• [JOB]
Which lines in the entries below contain the word "before"? List each of them in full.

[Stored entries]
Segment Open

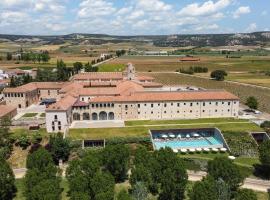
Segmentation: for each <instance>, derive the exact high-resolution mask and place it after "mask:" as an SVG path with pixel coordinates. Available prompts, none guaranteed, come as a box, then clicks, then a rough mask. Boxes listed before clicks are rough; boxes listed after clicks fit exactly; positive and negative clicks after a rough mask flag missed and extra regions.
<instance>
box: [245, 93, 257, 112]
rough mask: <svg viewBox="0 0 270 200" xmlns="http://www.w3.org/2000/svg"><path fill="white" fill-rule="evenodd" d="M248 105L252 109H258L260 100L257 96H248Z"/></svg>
mask: <svg viewBox="0 0 270 200" xmlns="http://www.w3.org/2000/svg"><path fill="white" fill-rule="evenodd" d="M246 105H247V106H248V107H249V108H251V109H257V108H258V105H259V102H258V100H257V99H256V98H255V97H253V96H251V97H248V98H247V101H246Z"/></svg>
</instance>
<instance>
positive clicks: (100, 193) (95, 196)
mask: <svg viewBox="0 0 270 200" xmlns="http://www.w3.org/2000/svg"><path fill="white" fill-rule="evenodd" d="M114 185H115V183H114V177H113V176H112V175H111V174H110V173H108V172H100V171H98V172H97V173H96V174H95V175H94V177H93V179H92V180H91V188H92V191H93V199H94V200H113V199H114Z"/></svg>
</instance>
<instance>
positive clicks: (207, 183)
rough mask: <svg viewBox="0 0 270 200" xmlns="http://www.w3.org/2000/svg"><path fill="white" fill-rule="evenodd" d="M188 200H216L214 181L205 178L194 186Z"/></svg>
mask: <svg viewBox="0 0 270 200" xmlns="http://www.w3.org/2000/svg"><path fill="white" fill-rule="evenodd" d="M189 198H190V200H213V199H218V192H217V188H216V181H215V179H214V178H213V177H211V176H207V177H206V178H203V179H202V181H198V182H196V183H195V184H194V186H193V188H192V190H191V191H190V193H189Z"/></svg>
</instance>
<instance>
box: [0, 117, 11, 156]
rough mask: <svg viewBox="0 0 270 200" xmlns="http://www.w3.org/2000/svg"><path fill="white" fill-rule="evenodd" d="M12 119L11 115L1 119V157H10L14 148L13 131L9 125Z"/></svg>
mask: <svg viewBox="0 0 270 200" xmlns="http://www.w3.org/2000/svg"><path fill="white" fill-rule="evenodd" d="M10 125H11V120H10V118H9V117H3V118H2V119H1V120H0V158H8V156H9V155H10V154H11V150H12V139H11V133H10V132H9V126H10Z"/></svg>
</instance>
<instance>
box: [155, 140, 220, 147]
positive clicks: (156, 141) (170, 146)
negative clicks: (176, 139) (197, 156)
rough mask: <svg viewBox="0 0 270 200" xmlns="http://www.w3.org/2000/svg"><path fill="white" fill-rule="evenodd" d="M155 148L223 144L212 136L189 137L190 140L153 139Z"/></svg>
mask: <svg viewBox="0 0 270 200" xmlns="http://www.w3.org/2000/svg"><path fill="white" fill-rule="evenodd" d="M153 143H154V146H155V149H157V150H158V149H160V148H165V147H170V148H172V149H179V148H211V147H215V148H222V147H223V144H222V143H220V142H219V141H218V140H217V139H215V138H214V137H209V138H207V139H194V140H193V139H190V140H169V141H153Z"/></svg>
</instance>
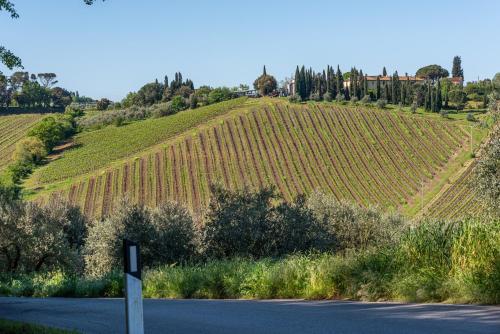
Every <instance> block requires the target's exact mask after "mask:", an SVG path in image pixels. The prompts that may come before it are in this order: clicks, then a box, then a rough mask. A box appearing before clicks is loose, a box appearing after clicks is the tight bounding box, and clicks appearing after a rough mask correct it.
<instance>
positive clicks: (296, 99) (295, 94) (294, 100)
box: [288, 94, 302, 103]
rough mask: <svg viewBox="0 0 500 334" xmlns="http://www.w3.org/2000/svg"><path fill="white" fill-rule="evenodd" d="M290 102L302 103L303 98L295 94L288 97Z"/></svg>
mask: <svg viewBox="0 0 500 334" xmlns="http://www.w3.org/2000/svg"><path fill="white" fill-rule="evenodd" d="M288 101H290V102H291V103H300V102H302V98H301V97H300V95H299V94H293V95H290V96H289V97H288Z"/></svg>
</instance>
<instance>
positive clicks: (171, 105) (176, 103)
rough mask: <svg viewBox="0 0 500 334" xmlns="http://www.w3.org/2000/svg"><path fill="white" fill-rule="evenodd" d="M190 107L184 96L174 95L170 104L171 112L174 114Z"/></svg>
mask: <svg viewBox="0 0 500 334" xmlns="http://www.w3.org/2000/svg"><path fill="white" fill-rule="evenodd" d="M187 107H188V105H187V103H186V101H185V99H184V98H183V97H182V96H179V95H177V96H174V98H173V99H172V104H171V106H170V109H171V112H172V113H173V114H175V113H178V112H179V111H182V110H185V109H186V108H187Z"/></svg>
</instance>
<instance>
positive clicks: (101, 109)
mask: <svg viewBox="0 0 500 334" xmlns="http://www.w3.org/2000/svg"><path fill="white" fill-rule="evenodd" d="M110 104H111V101H110V100H108V99H106V98H102V99H100V100H99V101H97V104H96V109H97V110H106V109H108V107H109V105H110Z"/></svg>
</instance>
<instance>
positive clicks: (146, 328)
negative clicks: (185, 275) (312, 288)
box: [0, 298, 500, 334]
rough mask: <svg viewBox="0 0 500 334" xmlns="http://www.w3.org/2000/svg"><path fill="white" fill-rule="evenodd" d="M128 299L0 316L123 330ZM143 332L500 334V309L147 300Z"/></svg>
mask: <svg viewBox="0 0 500 334" xmlns="http://www.w3.org/2000/svg"><path fill="white" fill-rule="evenodd" d="M124 308H125V306H124V301H123V299H69V298H48V299H37V298H0V318H6V319H13V320H21V321H26V322H36V323H40V324H45V325H50V326H55V327H60V328H68V329H77V330H79V331H82V332H84V333H124V332H125V329H124ZM144 321H145V330H146V333H172V334H173V333H208V334H210V333H239V334H246V333H276V334H279V333H283V334H285V333H286V334H291V333H301V334H302V333H367V334H370V333H384V334H391V333H398V334H401V333H426V334H431V333H442V334H446V333H453V334H459V333H478V334H479V333H496V334H498V333H500V307H496V306H475V305H442V304H396V303H358V302H341V301H301V300H273V301H243V300H224V301H220V300H154V299H147V300H145V301H144Z"/></svg>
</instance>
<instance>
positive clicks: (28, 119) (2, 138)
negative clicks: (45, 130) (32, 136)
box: [0, 114, 45, 169]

Segment Closed

• [TASK RESPONSE]
Segmentation: for each <instance>, derive the exact high-resolution mask and place it after "mask:" as an SVG path with pixel coordinates. Available prompts, none guaranteed, come as a box, then clicks, then a rough mask. Boxes listed before clicks are rough; boxes listed after clicks fit exactly; positive and negative clicks after a rough mask flag missed and extra regions.
Every <instance> block requires the target's exact mask after "mask:", an SVG path in image pixels. The prompts that may come before it are in this order: clicks, then a box, then a rough mask. A box appearing before clicks is loose, a box appearing after clicks is the tight bounding box, and clicks appearing after a rough mask correct it.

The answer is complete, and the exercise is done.